[haiku-development] Re: Haiku, Inc. in Contempt of Its Community

  • From: Adrien Destugues <pulkomandy@xxxxxxxxx>
  • To: haiku-development@xxxxxxxxxxxxx
  • Date: Wed, 18 Feb 2015 12:19:28 +0100

On Wed, Feb 18, 2015 at 11:43:59AM +0100, Ingo Weinhold wrote:
> On 02/18/2015 11:26 AM, Axel Dörfler wrote:
> >Am 17.02.2015 um 21:54 schrieb Augustin Cavalier:
> >>Yes, you can. Copy ~/config/bin to ~/config/non-packaged/bin, and copy
> >>/boot/common to /boot/system/non-packaged/. That's all there is to it.
> >
> >That's pretty much what I did, expect that I only copied etc/, and
> >installed everything as HPKG that was in there before.
> >I haven't seen anything fail yet, and I still have the same base
> >installation from 15 years ago.
> >
> >>(If there are a significant number of users who are going to expect
> >>Installer to do this for them, we might be able to add that feature.)
> >
> >No, that's really not optional in my POV -- from a PM Haiku, there is no
> >way to access those folders, as they are hidden by the PM mount.

Record extracts.
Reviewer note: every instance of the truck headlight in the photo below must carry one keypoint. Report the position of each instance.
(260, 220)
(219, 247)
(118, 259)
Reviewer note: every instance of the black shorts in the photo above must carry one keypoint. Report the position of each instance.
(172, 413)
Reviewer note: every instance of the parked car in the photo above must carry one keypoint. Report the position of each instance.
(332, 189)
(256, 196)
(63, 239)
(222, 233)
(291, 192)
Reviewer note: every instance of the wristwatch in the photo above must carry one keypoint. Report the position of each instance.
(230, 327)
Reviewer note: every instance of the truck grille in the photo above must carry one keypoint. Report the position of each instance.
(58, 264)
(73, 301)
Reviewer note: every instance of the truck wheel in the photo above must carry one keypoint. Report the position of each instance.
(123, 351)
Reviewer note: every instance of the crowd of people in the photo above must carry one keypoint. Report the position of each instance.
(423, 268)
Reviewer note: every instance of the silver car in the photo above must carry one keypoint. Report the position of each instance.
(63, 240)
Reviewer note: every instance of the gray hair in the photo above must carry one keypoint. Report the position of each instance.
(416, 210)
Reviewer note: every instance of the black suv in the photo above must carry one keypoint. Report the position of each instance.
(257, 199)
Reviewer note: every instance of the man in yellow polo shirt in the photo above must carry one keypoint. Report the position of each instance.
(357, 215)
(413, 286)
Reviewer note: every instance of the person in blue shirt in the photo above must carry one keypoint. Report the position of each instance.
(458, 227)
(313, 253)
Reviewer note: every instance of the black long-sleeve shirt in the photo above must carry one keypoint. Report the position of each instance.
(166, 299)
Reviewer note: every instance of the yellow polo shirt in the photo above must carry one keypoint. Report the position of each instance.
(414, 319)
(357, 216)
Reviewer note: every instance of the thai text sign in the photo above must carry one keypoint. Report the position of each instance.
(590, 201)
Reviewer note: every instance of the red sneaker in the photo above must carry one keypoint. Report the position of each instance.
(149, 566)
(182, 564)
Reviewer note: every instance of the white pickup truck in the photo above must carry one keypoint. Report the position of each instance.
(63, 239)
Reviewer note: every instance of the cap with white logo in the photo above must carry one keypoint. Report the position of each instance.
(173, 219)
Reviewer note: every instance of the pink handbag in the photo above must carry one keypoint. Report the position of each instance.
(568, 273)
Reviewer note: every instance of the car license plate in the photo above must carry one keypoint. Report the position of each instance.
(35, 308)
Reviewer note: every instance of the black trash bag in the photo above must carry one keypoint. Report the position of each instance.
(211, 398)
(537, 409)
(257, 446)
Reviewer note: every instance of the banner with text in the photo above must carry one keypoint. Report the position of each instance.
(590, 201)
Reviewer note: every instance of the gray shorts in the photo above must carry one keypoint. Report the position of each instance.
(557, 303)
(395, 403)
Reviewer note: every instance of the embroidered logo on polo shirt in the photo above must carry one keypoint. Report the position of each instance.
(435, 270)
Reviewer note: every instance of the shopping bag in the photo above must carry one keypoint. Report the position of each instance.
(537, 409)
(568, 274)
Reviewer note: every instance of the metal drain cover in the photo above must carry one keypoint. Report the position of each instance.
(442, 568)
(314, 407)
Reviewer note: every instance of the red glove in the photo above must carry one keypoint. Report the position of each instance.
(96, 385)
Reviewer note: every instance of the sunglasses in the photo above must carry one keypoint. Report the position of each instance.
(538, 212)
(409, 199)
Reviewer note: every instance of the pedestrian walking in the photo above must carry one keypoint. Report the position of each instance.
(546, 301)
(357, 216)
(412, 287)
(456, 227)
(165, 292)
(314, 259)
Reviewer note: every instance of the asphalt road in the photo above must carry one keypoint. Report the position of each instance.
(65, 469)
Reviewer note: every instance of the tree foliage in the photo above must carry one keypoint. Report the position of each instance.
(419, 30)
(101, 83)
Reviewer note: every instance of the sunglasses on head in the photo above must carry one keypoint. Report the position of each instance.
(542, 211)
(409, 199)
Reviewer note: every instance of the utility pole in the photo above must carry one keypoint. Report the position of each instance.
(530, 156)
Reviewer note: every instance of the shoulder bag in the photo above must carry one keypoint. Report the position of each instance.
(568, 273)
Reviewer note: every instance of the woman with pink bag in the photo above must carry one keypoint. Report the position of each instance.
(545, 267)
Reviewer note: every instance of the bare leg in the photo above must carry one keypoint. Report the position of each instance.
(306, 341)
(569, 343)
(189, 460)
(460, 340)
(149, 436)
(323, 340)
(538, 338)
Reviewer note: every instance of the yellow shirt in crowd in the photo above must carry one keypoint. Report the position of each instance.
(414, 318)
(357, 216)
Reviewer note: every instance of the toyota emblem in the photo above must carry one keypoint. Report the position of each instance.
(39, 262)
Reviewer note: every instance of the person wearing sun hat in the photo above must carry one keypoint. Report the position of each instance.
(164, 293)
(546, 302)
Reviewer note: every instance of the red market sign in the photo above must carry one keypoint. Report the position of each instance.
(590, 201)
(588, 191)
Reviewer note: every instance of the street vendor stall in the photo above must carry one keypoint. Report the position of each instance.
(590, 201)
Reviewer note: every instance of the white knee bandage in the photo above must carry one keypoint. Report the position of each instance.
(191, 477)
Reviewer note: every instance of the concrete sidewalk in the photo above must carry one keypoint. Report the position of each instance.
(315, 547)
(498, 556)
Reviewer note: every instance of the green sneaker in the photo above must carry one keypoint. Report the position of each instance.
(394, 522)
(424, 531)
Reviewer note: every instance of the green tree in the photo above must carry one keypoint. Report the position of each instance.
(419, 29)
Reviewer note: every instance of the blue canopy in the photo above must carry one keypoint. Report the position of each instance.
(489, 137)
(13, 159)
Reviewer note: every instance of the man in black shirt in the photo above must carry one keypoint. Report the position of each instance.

List of tasks.
A – From the mailing-list message, write out the passage starting at "On Wed, Feb" and ending at "there is to it.".
B – Name every person the mailing-list message identifies as writing or being quoted.
C – In the mailing-list message, why does Axel Dörfler call the copying step "really not optional" rather than a feature that could be added to Installer only if enough users expect it?

Expected responses.
A –
On Wed, Feb 18, 2015 at 11:43:59AM +0100, Ingo Weinhold wrote:
> On 02/18/2015 11:26 AM, Axel Dörfler wrote:
> >Am 17.02.2015 um 21:54 schrieb Augustin Cavalier:
> >>Yes, you can. Copy ~/config/bin to ~/config/non-packaged/bin, and copy
> >>/boot/common to /boot/system/non-packaged/. That's all there is to it.

B – Adrien Destugues, Ingo Weinhold, Axel Dörfler, Augustin Cavalier

C – From a PM Haiku, there is no way to access those folders, because the PM mount hides them.